_AIM OF THE EXERCISE_
Could you copy exactly the lines from the one containing "Note to the class: locate the white tank" through the last line of the records below, and nothing else?

(Saved data entries)
+-------+

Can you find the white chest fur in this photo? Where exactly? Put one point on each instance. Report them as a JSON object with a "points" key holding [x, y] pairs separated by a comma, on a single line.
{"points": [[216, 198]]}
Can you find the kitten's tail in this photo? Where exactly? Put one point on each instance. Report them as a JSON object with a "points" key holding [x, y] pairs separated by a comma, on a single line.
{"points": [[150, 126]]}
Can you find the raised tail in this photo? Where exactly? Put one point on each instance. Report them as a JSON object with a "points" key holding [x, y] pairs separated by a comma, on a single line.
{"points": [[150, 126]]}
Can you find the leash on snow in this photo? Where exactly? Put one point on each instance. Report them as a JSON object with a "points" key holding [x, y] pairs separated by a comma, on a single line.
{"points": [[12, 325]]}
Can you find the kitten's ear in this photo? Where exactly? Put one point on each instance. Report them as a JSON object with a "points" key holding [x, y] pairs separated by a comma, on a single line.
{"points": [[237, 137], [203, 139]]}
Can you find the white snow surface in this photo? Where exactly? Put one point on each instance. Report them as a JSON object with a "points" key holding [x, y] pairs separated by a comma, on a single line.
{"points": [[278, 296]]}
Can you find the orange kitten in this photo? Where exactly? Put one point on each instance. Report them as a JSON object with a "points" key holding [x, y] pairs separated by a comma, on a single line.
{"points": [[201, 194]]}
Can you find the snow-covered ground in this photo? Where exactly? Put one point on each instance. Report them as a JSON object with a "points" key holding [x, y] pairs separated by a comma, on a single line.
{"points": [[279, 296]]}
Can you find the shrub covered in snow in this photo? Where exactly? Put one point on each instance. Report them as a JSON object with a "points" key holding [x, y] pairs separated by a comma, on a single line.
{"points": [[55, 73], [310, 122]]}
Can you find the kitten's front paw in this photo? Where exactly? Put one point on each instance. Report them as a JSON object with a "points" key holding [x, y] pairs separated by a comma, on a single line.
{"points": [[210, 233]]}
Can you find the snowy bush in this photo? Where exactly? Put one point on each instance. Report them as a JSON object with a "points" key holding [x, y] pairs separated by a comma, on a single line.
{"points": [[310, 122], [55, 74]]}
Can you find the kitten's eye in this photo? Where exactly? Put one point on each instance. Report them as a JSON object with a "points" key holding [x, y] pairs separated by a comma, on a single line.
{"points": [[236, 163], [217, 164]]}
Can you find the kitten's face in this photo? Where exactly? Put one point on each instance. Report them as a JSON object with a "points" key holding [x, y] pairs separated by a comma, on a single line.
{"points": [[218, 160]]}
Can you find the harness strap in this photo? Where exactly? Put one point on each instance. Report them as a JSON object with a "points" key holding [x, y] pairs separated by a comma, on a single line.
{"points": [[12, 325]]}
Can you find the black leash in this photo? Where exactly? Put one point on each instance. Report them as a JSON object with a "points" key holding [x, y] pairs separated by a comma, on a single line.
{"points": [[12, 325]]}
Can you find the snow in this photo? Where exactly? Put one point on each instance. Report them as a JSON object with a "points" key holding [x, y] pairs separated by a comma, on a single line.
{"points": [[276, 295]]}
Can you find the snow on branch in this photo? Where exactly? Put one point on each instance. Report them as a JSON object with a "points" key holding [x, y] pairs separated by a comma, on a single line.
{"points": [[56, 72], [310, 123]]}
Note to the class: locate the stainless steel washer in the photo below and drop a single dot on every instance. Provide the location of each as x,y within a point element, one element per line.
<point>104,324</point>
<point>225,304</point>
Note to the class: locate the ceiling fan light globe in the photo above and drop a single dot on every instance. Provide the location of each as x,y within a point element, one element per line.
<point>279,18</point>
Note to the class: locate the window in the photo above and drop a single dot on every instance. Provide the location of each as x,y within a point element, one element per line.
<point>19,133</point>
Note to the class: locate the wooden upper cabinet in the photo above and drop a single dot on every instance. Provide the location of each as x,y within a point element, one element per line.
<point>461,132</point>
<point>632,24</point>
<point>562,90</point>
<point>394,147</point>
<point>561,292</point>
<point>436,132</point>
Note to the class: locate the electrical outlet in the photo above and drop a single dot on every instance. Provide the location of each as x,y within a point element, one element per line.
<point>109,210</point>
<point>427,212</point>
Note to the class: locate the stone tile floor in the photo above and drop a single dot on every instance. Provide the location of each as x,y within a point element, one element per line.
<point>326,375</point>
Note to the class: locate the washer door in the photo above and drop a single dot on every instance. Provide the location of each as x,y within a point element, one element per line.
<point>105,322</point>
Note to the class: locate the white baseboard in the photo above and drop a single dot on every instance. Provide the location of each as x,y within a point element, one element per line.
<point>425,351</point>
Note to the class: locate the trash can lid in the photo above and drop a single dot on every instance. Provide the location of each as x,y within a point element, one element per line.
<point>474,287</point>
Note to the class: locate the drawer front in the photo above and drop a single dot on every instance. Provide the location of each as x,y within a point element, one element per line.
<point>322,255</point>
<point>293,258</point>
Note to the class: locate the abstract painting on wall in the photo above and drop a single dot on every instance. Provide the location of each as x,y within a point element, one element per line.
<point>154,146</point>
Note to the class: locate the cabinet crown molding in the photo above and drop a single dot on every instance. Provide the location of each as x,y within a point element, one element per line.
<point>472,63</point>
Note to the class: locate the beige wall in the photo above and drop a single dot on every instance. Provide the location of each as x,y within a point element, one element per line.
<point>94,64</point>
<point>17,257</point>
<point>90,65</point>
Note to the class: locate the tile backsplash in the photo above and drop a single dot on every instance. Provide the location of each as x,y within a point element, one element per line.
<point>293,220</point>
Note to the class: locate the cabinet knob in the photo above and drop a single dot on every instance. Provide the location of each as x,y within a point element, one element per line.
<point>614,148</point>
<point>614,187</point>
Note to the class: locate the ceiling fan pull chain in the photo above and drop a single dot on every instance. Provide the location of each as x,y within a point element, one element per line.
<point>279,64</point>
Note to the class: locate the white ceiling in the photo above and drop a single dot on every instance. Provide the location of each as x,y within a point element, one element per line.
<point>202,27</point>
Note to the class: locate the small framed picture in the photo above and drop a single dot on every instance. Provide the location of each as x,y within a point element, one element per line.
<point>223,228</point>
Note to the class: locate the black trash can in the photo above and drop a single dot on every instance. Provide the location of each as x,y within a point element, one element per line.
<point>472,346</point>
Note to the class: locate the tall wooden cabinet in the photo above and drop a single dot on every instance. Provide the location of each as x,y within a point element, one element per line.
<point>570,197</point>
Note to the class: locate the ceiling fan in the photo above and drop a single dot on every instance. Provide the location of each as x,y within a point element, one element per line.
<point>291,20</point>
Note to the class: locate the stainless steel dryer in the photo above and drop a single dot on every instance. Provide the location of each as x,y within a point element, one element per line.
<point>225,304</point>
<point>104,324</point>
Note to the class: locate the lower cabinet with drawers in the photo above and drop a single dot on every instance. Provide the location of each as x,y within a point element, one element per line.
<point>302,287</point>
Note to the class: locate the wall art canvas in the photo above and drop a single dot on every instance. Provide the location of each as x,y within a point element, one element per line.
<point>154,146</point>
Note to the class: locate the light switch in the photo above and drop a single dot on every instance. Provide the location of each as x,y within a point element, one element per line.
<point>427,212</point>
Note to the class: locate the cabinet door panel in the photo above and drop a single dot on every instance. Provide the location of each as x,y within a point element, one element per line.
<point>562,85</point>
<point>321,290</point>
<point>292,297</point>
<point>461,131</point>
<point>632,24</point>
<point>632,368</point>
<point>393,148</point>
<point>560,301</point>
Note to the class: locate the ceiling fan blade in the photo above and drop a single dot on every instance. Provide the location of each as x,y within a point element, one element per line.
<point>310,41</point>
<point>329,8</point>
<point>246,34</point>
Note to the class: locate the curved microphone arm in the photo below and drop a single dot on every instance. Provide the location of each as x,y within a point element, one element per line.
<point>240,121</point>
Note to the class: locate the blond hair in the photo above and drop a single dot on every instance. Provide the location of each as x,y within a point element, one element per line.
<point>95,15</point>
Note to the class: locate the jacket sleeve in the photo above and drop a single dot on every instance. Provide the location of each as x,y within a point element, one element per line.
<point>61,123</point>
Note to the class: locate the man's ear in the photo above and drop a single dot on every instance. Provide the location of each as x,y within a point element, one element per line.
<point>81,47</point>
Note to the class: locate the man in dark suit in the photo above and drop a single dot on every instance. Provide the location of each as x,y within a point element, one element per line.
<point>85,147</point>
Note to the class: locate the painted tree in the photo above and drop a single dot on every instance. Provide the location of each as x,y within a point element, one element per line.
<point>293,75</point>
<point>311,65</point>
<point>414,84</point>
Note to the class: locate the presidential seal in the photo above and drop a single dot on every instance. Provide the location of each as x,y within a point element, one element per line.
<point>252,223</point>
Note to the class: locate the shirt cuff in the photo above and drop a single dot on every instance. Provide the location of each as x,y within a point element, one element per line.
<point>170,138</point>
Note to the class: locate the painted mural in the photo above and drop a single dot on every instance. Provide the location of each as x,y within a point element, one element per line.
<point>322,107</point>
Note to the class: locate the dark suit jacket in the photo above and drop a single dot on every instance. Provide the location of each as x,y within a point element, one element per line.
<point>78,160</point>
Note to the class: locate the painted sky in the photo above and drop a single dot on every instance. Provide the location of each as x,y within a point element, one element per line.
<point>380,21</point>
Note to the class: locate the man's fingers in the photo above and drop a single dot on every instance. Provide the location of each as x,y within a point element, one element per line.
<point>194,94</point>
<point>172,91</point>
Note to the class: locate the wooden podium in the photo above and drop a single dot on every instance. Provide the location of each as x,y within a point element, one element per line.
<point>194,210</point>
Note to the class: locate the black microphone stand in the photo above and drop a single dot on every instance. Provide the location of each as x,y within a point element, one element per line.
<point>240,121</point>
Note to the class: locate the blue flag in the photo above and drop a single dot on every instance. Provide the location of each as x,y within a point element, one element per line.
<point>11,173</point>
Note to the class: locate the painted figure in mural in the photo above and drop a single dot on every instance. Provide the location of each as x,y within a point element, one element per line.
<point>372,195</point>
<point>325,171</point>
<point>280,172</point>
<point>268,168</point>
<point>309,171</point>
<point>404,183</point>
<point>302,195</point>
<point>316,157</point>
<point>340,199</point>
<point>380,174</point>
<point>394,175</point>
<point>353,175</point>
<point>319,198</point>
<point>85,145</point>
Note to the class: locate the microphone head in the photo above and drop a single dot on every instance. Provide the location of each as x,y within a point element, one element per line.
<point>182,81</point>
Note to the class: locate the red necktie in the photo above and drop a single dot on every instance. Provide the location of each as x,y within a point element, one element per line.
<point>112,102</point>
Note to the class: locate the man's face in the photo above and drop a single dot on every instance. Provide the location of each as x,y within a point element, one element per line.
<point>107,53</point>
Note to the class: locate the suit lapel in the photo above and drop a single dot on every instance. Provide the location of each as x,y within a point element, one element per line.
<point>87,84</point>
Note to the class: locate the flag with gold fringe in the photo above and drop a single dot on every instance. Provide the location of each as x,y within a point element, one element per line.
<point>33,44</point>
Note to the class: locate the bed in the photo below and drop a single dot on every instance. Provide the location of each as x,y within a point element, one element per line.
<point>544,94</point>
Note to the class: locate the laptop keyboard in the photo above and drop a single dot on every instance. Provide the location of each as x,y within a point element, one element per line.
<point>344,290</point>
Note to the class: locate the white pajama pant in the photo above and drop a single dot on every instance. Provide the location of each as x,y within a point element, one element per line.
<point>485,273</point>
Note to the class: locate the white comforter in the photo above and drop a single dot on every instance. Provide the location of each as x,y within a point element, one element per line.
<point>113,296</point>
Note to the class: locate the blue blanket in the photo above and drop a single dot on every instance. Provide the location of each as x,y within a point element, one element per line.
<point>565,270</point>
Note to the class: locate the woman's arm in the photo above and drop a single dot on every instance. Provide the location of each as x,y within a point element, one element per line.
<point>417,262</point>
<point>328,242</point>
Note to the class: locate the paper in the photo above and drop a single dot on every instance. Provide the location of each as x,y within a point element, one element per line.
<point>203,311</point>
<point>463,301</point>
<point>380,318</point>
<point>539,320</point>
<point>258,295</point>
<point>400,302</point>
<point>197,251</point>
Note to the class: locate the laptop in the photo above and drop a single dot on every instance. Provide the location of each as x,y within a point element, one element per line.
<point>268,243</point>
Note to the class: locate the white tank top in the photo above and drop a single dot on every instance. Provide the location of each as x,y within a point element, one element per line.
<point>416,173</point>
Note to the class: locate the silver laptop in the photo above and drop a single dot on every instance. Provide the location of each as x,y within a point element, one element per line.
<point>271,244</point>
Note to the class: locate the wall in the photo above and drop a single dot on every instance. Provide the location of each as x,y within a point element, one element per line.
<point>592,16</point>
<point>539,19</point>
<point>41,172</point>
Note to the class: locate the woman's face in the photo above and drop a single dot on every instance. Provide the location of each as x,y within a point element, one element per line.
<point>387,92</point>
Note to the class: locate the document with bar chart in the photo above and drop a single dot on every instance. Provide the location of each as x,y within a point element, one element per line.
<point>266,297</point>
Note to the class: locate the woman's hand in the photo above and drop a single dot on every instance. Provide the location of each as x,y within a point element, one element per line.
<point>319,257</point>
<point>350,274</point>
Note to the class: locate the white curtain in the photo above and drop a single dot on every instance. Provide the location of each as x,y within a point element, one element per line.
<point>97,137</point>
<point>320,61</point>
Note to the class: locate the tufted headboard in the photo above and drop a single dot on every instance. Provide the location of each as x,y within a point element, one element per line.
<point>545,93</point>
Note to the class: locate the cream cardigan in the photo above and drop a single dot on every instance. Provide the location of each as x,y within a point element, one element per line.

+-------+

_REPLY_
Note to the class: locate the white tank top in the photo above and drop a single dot on every instance. Provide the location of each as x,y within a point element, one element per line.
<point>416,173</point>
Note to the class: locate the silver laptop in the photo above and drop a single dot on every instance. Provide the location of each as x,y within a point element, one element per line.
<point>271,244</point>
Note to the class: locate the wall in the photo above and drop a single dot on every instance. Provide the location of each as x,y within a point element, one element per line.
<point>592,16</point>
<point>539,19</point>
<point>41,172</point>
Note to the class: locate the woman's face in the photo above and drop a single dot on every instance. Provide the location of each as x,y within a point element, one element per line.
<point>387,92</point>
Note to the class: locate the document with bar chart in the photo above and drop a single dot on every instance. Provide the location of each as x,y within a point element, one element per line.
<point>266,297</point>
Note to the class: locate the woman's hand in the photo above and drop a single dot on every instance. Provide the location of each as x,y within a point element, one element per line.
<point>319,257</point>
<point>350,274</point>
Note to the class: locate the white curtain in the photo above and drop a single dot on every instance. Provide the location of each as x,y within a point element, one element per line.
<point>97,137</point>
<point>320,61</point>
Note to the class: locate the tufted headboard in the photo above and drop a single dot on every instance. Provide the location of each as x,y within a point element, one element per line.
<point>545,93</point>
Note to the class: locate the cream cardigan in the photo above and drop a single dot on every instance. Provide the location of each as x,y within a point element, one element per line.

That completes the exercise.